:: PROBLEM DETAILS ::
Can you return, character for character, the lines of the listing from the one containing "If you could mark the calm" through the listing's last line, both ends included?

==== DATA LINES

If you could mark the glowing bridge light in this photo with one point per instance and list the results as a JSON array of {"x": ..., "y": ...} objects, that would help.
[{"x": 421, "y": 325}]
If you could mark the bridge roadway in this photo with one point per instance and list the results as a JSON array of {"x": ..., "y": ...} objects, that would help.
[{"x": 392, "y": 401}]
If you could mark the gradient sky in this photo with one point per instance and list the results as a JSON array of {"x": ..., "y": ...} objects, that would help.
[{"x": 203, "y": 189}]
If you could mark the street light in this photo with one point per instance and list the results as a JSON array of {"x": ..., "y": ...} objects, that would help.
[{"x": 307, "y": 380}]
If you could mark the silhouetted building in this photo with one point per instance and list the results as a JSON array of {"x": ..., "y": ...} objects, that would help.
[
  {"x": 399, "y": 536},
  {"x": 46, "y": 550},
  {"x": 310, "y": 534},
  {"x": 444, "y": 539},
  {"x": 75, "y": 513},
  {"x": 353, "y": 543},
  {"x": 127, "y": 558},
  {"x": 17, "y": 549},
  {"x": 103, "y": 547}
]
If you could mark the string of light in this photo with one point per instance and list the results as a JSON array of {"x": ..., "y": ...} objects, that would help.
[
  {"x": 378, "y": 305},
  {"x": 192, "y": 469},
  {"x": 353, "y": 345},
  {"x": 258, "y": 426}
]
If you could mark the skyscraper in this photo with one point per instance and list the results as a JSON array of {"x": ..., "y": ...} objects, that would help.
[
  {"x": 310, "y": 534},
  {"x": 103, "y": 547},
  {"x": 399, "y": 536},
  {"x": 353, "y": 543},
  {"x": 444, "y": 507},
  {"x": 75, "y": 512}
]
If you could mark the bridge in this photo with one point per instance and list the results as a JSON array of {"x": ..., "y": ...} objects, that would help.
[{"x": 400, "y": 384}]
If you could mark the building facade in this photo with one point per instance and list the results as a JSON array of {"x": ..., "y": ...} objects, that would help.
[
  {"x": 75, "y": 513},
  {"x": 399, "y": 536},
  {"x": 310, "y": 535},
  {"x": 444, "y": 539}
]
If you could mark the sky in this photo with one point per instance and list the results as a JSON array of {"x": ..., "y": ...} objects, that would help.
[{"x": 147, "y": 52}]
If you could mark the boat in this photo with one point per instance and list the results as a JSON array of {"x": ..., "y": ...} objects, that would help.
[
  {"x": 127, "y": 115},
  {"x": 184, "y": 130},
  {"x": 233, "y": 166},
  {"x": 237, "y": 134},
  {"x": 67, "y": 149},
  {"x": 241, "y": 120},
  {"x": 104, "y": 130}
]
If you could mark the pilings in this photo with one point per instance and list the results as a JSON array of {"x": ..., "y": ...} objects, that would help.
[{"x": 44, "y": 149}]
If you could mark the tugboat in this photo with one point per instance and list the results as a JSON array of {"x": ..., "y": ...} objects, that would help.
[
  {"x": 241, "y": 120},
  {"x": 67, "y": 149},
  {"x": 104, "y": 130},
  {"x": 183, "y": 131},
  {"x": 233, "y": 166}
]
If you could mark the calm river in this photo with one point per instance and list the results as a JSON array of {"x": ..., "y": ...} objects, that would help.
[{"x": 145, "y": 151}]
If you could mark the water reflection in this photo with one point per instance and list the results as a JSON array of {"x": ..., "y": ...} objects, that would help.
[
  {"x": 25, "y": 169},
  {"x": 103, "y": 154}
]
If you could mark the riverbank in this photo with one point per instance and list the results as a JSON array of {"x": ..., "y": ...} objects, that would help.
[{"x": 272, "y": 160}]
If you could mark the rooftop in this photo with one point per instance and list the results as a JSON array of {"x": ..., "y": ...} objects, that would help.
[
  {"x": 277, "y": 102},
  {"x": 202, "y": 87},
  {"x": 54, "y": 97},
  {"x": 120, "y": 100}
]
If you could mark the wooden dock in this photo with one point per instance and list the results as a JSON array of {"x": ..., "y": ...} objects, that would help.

========

:: FINAL ANSWER ::
If you could mark the calm river in this photo with one point per instance and list the results as a JSON array of {"x": ..., "y": ...} objects, that would help.
[{"x": 145, "y": 151}]
If you could mark the water reflection in this photo with one point per instance and list the results as a JSON array of {"x": ..., "y": ...} objects, that would help.
[
  {"x": 25, "y": 169},
  {"x": 103, "y": 154}
]
If you could mark the riverbank in this photo with one point per instance and list the results as a JSON array of {"x": ..., "y": ...} objects, that would help.
[{"x": 272, "y": 160}]
If you could mark the rooftop in this photo with one point per instance and list the results as a JSON array of {"x": ..., "y": ...} objects, that would help.
[
  {"x": 277, "y": 102},
  {"x": 202, "y": 87},
  {"x": 54, "y": 97},
  {"x": 120, "y": 100}
]
If you could mark the wooden dock in this photo with one point per instance and list the results as a JSON array of {"x": ..., "y": ...} objects, that would help.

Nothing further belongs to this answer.